● **TO DO**
Return the entries verbatim and drop every picture.

[Dataset items]
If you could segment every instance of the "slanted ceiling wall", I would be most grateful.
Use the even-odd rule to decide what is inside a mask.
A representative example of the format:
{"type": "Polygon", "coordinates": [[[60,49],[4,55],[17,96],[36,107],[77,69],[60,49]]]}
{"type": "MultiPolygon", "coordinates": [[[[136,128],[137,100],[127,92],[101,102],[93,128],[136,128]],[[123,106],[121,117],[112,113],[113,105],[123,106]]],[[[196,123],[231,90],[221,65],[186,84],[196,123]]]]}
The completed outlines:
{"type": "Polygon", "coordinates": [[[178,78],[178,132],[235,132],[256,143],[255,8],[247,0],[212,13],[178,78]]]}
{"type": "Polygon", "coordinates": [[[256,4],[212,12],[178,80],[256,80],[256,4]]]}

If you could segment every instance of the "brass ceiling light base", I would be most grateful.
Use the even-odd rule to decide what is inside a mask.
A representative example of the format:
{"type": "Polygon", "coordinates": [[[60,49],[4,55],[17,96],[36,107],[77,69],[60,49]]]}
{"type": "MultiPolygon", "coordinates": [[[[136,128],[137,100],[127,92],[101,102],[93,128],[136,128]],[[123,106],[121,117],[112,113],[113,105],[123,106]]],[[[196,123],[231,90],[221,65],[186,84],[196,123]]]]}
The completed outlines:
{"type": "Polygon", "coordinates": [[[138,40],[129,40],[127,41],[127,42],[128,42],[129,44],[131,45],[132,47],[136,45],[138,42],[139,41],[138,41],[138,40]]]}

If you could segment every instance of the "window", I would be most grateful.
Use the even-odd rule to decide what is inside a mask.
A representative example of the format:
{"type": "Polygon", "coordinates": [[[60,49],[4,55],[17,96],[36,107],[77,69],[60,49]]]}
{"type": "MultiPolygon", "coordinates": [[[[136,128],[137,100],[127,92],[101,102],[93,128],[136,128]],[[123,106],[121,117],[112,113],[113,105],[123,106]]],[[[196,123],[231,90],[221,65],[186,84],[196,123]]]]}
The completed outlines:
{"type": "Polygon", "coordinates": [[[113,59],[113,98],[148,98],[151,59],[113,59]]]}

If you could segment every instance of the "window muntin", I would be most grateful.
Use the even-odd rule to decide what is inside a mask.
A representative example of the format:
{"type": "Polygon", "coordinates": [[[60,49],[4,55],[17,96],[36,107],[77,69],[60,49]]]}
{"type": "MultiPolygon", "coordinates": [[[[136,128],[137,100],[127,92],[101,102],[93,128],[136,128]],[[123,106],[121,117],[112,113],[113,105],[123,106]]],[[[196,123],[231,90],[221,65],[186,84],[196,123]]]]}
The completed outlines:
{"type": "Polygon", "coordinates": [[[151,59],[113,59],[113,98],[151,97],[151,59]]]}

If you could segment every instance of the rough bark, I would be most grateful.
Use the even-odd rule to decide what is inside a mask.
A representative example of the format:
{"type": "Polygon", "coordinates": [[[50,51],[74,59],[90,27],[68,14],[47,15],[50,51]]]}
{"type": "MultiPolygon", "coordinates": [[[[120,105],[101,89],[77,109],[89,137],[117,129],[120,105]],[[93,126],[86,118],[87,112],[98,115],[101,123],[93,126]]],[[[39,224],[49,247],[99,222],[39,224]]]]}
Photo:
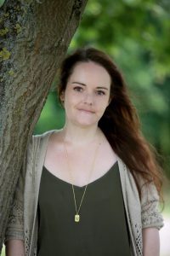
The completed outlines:
{"type": "Polygon", "coordinates": [[[0,8],[0,248],[26,146],[87,0],[0,8]]]}

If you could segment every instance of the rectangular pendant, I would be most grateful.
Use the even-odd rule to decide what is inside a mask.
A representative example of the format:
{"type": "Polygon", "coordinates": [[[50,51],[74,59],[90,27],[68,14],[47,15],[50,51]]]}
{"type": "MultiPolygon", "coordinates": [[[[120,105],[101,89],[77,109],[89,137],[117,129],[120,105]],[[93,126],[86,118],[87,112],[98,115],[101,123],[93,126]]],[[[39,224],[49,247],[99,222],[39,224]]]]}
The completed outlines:
{"type": "Polygon", "coordinates": [[[79,214],[76,214],[75,215],[75,222],[79,222],[80,221],[80,215],[79,214]]]}

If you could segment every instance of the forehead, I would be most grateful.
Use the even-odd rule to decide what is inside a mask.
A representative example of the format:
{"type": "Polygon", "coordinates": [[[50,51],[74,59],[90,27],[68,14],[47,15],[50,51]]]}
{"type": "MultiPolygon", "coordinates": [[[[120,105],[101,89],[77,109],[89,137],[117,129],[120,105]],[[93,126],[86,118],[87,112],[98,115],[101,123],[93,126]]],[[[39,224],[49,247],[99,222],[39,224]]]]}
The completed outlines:
{"type": "Polygon", "coordinates": [[[105,67],[95,62],[78,62],[69,79],[69,82],[74,81],[110,86],[110,76],[105,67]]]}

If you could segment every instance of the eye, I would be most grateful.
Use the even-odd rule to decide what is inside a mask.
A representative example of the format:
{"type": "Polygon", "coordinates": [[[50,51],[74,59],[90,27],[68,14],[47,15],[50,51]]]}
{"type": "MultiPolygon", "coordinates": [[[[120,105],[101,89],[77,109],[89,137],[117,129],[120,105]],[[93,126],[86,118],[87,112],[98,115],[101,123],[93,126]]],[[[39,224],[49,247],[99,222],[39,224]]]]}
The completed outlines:
{"type": "Polygon", "coordinates": [[[103,96],[105,95],[105,92],[104,90],[99,90],[96,91],[96,94],[99,96],[103,96]]]}
{"type": "Polygon", "coordinates": [[[82,91],[82,87],[81,87],[81,86],[75,86],[74,88],[73,88],[73,90],[76,90],[76,91],[82,91]]]}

● **RESULT BELOW**
If you could segment every instance of the "slanted ceiling wall", I would be most grateful.
Use the even-odd rule to decide what is inside a mask.
A representative example of the format:
{"type": "Polygon", "coordinates": [[[60,49],[4,55],[17,96],[36,107],[77,69],[60,49]]]}
{"type": "MultiPolygon", "coordinates": [[[[136,128],[137,100],[127,92],[101,102],[93,128],[136,128]],[[123,106],[121,117],[112,113],[113,105],[123,106]]],[[[196,123],[231,90],[221,65],[186,84],[196,123]]]]}
The completed outlines:
{"type": "Polygon", "coordinates": [[[178,78],[178,132],[235,132],[256,143],[255,8],[247,0],[212,13],[178,78]]]}
{"type": "Polygon", "coordinates": [[[256,4],[212,12],[178,80],[256,80],[256,4]]]}

If you could segment every instance of the "brass ceiling light base", I would be most grateful.
Use the even-odd rule to decide what is inside a mask.
A representative example of the format:
{"type": "Polygon", "coordinates": [[[60,49],[4,55],[17,96],[36,107],[77,69],[60,49]]]}
{"type": "MultiPolygon", "coordinates": [[[[136,128],[137,100],[127,92],[101,102],[93,128],[136,128]],[[123,106],[121,117],[112,113],[113,105],[123,106]]],[[[196,123],[231,90],[221,65],[186,84],[196,123]]]]}
The completed outlines:
{"type": "Polygon", "coordinates": [[[138,40],[129,40],[127,41],[127,42],[128,42],[129,44],[131,45],[132,47],[136,45],[138,42],[139,41],[138,41],[138,40]]]}

If you could segment every instance of the "window", I would be most grateful.
Use the even-odd rule to decide what is inside a mask.
A representative example of the format:
{"type": "Polygon", "coordinates": [[[60,49],[4,55],[17,96],[36,107],[77,69],[60,49]]]}
{"type": "MultiPolygon", "coordinates": [[[[136,128],[137,100],[127,92],[101,102],[93,128],[136,128]],[[123,106],[121,117],[112,113],[113,105],[123,106]]],[[[196,123],[231,90],[221,65],[186,84],[196,123]]]]}
The completed outlines:
{"type": "Polygon", "coordinates": [[[113,59],[113,98],[148,98],[151,59],[113,59]]]}

If you could segment every instance of the "window muntin", I would be most grateful.
Use the even-odd rule to decide what is inside a mask.
A representative example of the format:
{"type": "Polygon", "coordinates": [[[60,49],[4,55],[17,96],[36,107],[77,69],[60,49]]]}
{"type": "MultiPolygon", "coordinates": [[[[136,128],[137,100],[127,92],[101,102],[93,128],[136,128]],[[123,106],[121,117],[112,113],[113,105],[123,106]]],[[[196,123],[231,90],[221,65],[186,84],[196,123]]]]}
The completed outlines:
{"type": "Polygon", "coordinates": [[[151,59],[113,59],[113,98],[151,97],[151,59]]]}

If you could segment every instance of the rough bark, I would be most grateful.
Use the even-odd rule to decide what is inside a mask.
A representative example of the format:
{"type": "Polygon", "coordinates": [[[50,51],[74,59],[90,27],[68,14],[47,15],[50,51]]]}
{"type": "MultiPolygon", "coordinates": [[[[120,105],[101,89],[77,109],[89,137],[117,129],[120,105]],[[93,126],[86,118],[87,112],[98,115],[101,123],[93,126]]],[[[39,224],[49,247],[99,222],[39,224]]]]}
Photo:
The completed outlines:
{"type": "Polygon", "coordinates": [[[0,8],[0,248],[26,146],[87,0],[0,8]]]}

If you could segment every instance of the rectangular pendant, I would be most grateful.
Use the even-odd rule to decide what is inside a mask.
A representative example of the format:
{"type": "Polygon", "coordinates": [[[50,51],[74,59],[90,27],[68,14],[47,15],[50,51]]]}
{"type": "MultiPolygon", "coordinates": [[[[120,105],[101,89],[77,109],[89,137],[117,129],[120,105]],[[93,126],[86,118],[87,112],[98,115],[101,123],[93,126]]],[[[39,224],[49,247],[99,222],[39,224]]]]}
The completed outlines:
{"type": "Polygon", "coordinates": [[[79,214],[76,214],[75,215],[75,222],[79,222],[80,221],[80,215],[79,214]]]}

If you could segment every instance of the forehead, I would be most grateful.
Use the even-odd rule to decide what is inside a mask.
A representative example of the format:
{"type": "Polygon", "coordinates": [[[50,51],[74,59],[90,27],[68,14],[47,15],[50,51]]]}
{"type": "MultiPolygon", "coordinates": [[[[120,105],[101,89],[77,109],[89,137],[117,129],[120,105]],[[93,126],[86,118],[87,112],[98,115],[101,123],[93,126]]],[[[39,224],[49,247],[99,222],[39,224]]]]}
The completed outlines:
{"type": "Polygon", "coordinates": [[[105,67],[95,62],[78,62],[69,79],[69,82],[74,81],[110,86],[110,76],[105,67]]]}

If you could segment every instance of the eye, I would be most grateful.
Use the even-odd rule to decide what is inside a mask.
A representative example of the format:
{"type": "Polygon", "coordinates": [[[50,51],[74,59],[90,27],[68,14],[47,15],[50,51]]]}
{"type": "MultiPolygon", "coordinates": [[[[120,105],[101,89],[77,109],[89,137],[117,129],[120,105]],[[93,126],[86,118],[87,112],[98,115],[101,123],[93,126]]],[[[39,224],[49,247],[99,222],[39,224]]]]}
The completed outlines:
{"type": "Polygon", "coordinates": [[[103,96],[105,95],[105,92],[104,90],[99,90],[96,91],[96,94],[99,96],[103,96]]]}
{"type": "Polygon", "coordinates": [[[82,91],[82,87],[81,87],[81,86],[75,86],[74,88],[73,88],[73,90],[76,90],[76,91],[82,91]]]}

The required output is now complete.